SHORT TASK => Your task is to write out the lines from the line containing "of the hostel" through the last line of the material, exactly.

DATA ROWS =>

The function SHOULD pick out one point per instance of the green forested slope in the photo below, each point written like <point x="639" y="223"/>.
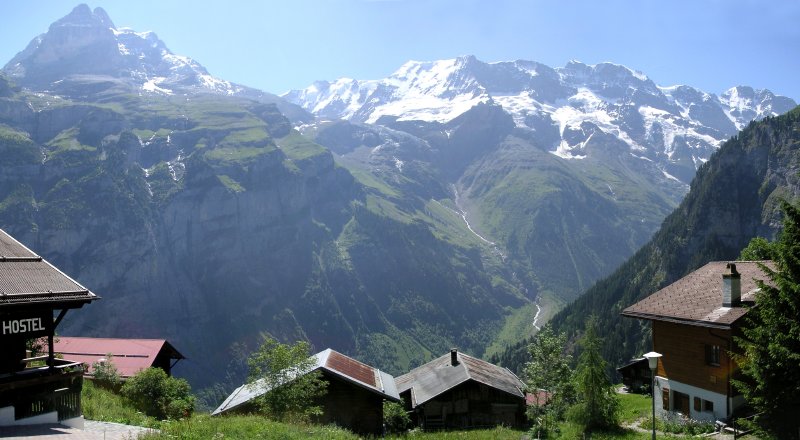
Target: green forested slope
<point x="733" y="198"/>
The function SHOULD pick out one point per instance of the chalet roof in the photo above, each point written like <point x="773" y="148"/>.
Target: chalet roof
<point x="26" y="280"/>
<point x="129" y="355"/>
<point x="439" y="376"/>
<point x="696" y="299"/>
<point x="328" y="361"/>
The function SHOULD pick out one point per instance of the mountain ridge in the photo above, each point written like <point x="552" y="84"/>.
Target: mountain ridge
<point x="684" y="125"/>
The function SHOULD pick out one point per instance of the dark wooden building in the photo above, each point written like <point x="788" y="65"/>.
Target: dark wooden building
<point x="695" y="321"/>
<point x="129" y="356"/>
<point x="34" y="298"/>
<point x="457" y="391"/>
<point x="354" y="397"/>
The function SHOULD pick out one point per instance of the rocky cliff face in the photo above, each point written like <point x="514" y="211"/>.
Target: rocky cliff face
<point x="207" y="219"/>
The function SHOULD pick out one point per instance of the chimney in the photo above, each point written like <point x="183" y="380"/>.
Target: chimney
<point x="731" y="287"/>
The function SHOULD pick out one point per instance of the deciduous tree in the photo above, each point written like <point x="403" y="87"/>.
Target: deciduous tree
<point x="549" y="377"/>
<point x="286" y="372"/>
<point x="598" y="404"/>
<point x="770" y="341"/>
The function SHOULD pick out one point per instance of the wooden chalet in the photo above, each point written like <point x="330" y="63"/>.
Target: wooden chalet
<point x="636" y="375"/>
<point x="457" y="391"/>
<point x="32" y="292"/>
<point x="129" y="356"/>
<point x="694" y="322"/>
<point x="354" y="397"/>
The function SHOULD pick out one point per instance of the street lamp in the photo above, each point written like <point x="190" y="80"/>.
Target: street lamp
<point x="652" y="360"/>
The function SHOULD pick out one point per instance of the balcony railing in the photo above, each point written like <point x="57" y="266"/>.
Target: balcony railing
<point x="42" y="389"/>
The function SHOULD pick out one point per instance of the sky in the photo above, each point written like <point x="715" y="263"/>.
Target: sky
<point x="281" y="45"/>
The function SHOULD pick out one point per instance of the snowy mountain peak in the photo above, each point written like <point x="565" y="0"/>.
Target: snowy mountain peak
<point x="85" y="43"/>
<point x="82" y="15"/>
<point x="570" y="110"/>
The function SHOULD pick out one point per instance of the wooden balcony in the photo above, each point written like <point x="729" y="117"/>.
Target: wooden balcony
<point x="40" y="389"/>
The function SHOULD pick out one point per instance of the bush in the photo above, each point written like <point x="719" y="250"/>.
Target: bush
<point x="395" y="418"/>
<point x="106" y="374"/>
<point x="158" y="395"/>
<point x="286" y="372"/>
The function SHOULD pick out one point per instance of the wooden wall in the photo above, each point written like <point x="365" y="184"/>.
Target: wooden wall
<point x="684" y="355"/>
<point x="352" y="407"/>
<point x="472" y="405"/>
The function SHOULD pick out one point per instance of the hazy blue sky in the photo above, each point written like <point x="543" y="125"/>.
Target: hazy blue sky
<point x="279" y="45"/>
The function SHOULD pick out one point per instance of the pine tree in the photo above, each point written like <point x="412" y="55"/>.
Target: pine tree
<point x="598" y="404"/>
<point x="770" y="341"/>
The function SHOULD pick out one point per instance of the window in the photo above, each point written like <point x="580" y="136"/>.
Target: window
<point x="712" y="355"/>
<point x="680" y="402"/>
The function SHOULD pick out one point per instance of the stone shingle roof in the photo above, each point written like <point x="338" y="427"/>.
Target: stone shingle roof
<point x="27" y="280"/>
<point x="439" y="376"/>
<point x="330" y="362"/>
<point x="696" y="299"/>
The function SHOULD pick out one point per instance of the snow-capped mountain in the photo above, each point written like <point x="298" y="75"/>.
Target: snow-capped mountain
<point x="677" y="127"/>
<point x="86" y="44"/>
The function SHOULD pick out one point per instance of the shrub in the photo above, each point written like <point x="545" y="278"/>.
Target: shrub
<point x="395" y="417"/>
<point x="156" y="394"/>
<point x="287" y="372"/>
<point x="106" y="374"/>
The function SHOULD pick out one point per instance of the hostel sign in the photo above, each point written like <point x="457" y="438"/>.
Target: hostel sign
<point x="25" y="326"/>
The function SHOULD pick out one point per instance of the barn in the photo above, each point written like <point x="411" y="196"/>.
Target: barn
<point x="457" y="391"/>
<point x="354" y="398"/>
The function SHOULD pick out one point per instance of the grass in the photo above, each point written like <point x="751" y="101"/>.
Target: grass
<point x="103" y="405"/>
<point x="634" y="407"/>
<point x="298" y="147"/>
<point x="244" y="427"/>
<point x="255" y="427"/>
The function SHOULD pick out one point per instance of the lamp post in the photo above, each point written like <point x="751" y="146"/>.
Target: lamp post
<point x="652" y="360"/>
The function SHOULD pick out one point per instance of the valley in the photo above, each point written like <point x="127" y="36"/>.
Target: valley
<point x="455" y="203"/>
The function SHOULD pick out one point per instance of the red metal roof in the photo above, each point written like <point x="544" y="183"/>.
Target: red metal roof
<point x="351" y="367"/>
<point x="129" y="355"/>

WRITTEN REPLY =>
The function SHOULD pick out one point per instance of the hostel sign in the photo above, each point written like <point x="457" y="438"/>.
Target: hostel sign
<point x="25" y="326"/>
The function SHOULD pick out one point per instance of the barn in the photo above, each point written like <point x="411" y="196"/>.
Target: barn
<point x="457" y="391"/>
<point x="354" y="398"/>
The function SHOULD pick out one point per instance of the grass in the photo above, each point written like <point x="751" y="101"/>.
Target: grass
<point x="103" y="405"/>
<point x="634" y="407"/>
<point x="298" y="147"/>
<point x="244" y="427"/>
<point x="255" y="427"/>
The function SHOULD pick out one point per instance of the lamp post in the photo above, each point written like <point x="751" y="146"/>.
Target: lamp post
<point x="652" y="360"/>
The function SHOULD pick out one point per instance of the valley in the photo above, each point written like <point x="127" y="36"/>.
Target: valley
<point x="455" y="203"/>
The function SHOULD pick out one point per instance of the red metal roof in the photo above, each point written like <point x="544" y="183"/>.
Target: red metal roof
<point x="351" y="367"/>
<point x="129" y="355"/>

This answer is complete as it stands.